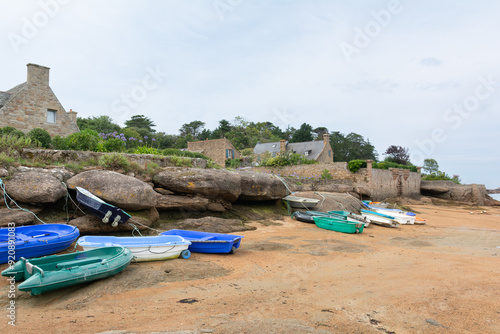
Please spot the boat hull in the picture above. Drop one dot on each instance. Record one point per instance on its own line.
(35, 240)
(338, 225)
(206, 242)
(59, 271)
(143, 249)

--

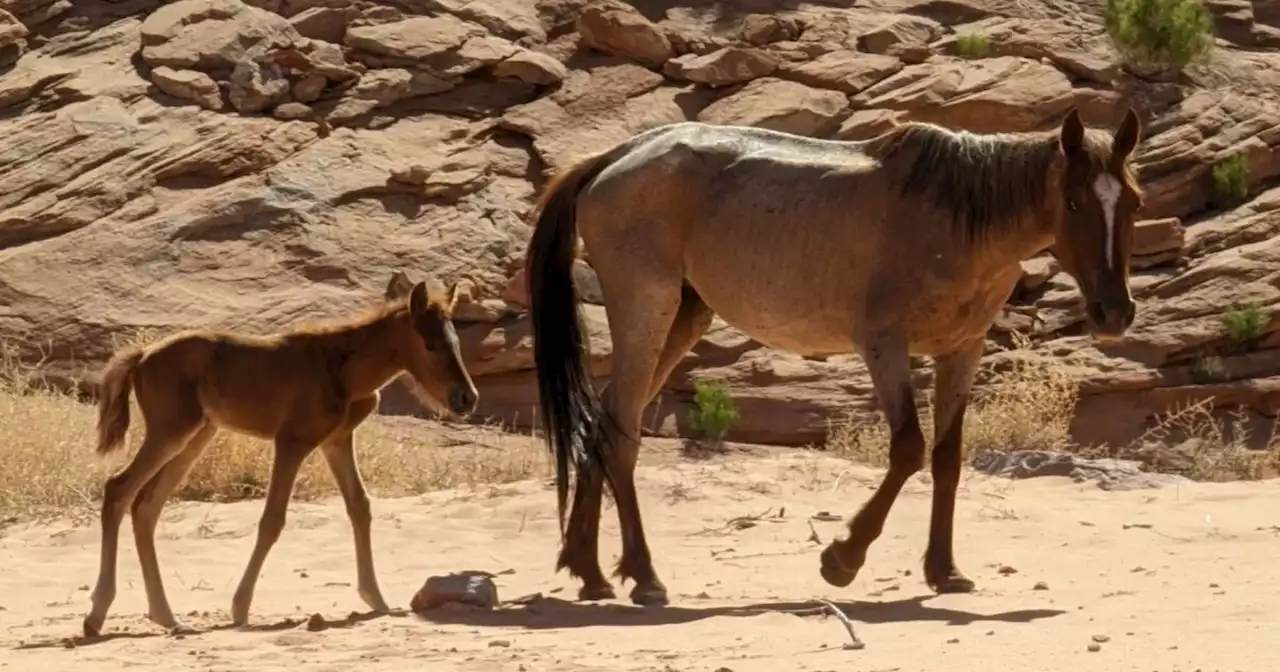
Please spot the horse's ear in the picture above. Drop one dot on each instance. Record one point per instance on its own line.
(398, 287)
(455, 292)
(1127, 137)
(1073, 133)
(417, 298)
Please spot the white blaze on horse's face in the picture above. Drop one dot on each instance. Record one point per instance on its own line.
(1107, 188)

WHAT THE TASK ASKS: Rescale the records starting at the line containing "Please spot the white" and ending at the line containing "(1107, 188)", giving only those lines again, requests included. Multiply each coordinate in the answers by 1.85 and round to whole numbers, with halves going up.

EXPECTED ANSWER:
Please spot the white blaze on horse's face in the picture above. Drop one dot on each instance. Record one point per instance on its own line.
(2048, 348)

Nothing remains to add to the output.